- [Selected text]:
+++

The AFL relies on huge sums of government money to support it. A withdrawal of WADA/SIA accreditation will see this funding disappear.
This is an issue for the AFL that goes beyond I care/don’t care whether elite AFL athletes take drugs recreationally or not.
You are correct however the AFL's illicit drugs policy is something they imposed themselves (ie not to comply with WADA or receive govt funding) and which the players voluntarily sign up to. My guess is the reason they even have it in the first place is for this very reason, to avoid players turning up on game day with substances still showing up in their tests. If the AFL tries to implement too stringent of a testing regime, the players will probably tell them to stick it.
 
Winning the “war” would be easy, the government just aren’t overly interested in it.
They’re not going to just openly legalise drugs though. Mental illness is a big enough issue as it is.
Psychedelics can probably help with that (in a clinical environment).
 
You are wilfully missing the point here. A claim was made that government employees are never tested. I provided an example of where this is not true.

Contract law doesn’t care what the job is. It is all about the contract.

If a player is on the gear and can’t play because of it, they have broken their contract.

All the rest is bullshit and self justification.
Not really, the point was not that government employees are never tested, the point was that not ALL government employees are subject to testing. People working in certain departments such as the ADF, Border Force etc I can understand why they have testing (though I don't know if I agree with it).

AFL players are not going to be sacked en masse because they might get on the gear at some point. If anything the AFLPA is likely to push back against mandatory testing, 2/3 strikes etc if the AFL becomes too draconian with it.
 
A soldier with access to firearms and potentially confidential information is the same as someone playing sportsball.
No but the second year arts student studying at ADFA has far less responsibility and isn’t touching weapons for most of the year. By your logic, why do they need to remain clean apart from weapon’s week? The information you get access to is nearly nothing at that rank.
 
They are circumventing if you remove a player on game day or just before. You are performing an off-the-books test not for wellbeing reasons - because why do the test if the player has said they’re using? - they’re do it to save the image of the game and avoid WADA finding out.

+++

- [Recorded data]:
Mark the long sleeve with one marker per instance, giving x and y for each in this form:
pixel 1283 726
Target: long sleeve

+++

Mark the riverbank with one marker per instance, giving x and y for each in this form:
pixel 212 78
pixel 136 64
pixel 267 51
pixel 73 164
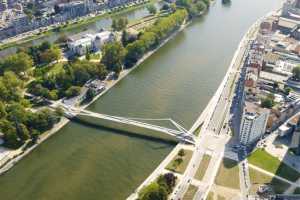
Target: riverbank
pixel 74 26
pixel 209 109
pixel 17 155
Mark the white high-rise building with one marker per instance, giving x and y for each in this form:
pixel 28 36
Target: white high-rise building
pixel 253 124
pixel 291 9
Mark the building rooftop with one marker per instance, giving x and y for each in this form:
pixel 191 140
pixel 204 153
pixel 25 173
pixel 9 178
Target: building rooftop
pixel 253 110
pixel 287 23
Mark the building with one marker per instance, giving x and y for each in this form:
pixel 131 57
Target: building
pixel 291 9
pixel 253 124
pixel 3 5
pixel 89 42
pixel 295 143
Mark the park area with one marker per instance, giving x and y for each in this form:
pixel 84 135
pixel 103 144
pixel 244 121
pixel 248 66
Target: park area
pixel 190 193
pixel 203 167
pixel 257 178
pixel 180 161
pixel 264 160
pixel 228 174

+++

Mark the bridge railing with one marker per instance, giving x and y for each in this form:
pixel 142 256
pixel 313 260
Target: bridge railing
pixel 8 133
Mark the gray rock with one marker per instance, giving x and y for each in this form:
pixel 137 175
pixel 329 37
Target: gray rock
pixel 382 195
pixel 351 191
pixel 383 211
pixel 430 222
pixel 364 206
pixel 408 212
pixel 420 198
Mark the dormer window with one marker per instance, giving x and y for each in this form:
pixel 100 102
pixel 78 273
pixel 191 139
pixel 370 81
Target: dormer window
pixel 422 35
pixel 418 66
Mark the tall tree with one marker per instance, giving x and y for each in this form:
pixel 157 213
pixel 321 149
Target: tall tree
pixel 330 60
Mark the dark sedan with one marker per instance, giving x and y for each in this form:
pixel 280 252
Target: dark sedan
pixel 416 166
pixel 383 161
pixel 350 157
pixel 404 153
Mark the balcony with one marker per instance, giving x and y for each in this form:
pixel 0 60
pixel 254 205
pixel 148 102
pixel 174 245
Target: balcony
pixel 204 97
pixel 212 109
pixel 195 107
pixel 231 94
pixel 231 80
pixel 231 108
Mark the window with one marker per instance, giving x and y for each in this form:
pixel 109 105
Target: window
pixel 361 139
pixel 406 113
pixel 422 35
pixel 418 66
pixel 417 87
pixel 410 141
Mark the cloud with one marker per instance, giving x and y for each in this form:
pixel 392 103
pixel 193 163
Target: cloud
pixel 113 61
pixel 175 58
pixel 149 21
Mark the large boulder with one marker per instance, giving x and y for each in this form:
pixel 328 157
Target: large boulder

+++

- [Required work]:
1 - Retype the part of the forum discussion about AFL drug testing starting at "No but the second" and ending at "at that rank.".
2 - In the forum discussion about AFL drug testing, why would losing WADA/SIA accreditation hurt the AFL? Answer in one to three sentences.
3 - Carry on the forum discussion about AFL drug testing, picking up after its final comment.

- [Answer set]:
1 -
No but the second year arts student studying at ADFA has far less responsibility and isn’t touching weapons for most of the year. By your logic, why do they need to remain clean apart from weapon’s week? The information you get access to is nearly nothing at that rank.

2 - The AFL relies on huge sums of government money for support. If its WADA/SIA accreditation were withdrawn, that funding would disappear.

3 -
Also, whilst WADA people can test any time, less likely to do so if injured. They simply do not have the resources to pick on everyone.
This is a very good observation which ruins the alibi. Well done.
 

Surely we’ve established that illicit drugs rules only apply on match days if you’re playing? Which means if you have a test beforehand, you and are taken out, this circumvents an interaction with WADA. Without the little back door, you’d be playing and get caught and suspended and create a nasty headline. But illicit drug rules don’t apply if you’re not playing.
 
Surely we’ve established that illicit drugs rules only apply on match days if you’re playing? Which means if you have a test beforehand, you and are taken out, this circumvents an interaction with WADA. Without the little back door, you’d be playing and get caught and suspended and create a nasty headline. But illicit drug rules don’t apply if you’re not playing.
The use of illicit drugs and gambling is what the AFL stands for.
That's ******* outstanding for our national sport.
 
Surely we’ve established that illicit drugs rules only apply on match days if you’re playing? Which means if you have a test beforehand, you and are taken out, this circumvents an interaction with WADA. Without the little back door, you’d be playing and get caught and suspended and create a nasty headline. But illicit drug rules don’t apply if you’re not playing.
Yep, it's a disingenuous argument. Testing keeps going but you avoid the matchday category. And avoid a strike as I understand it? Though get to rehab those achy calves. It's disingenuous.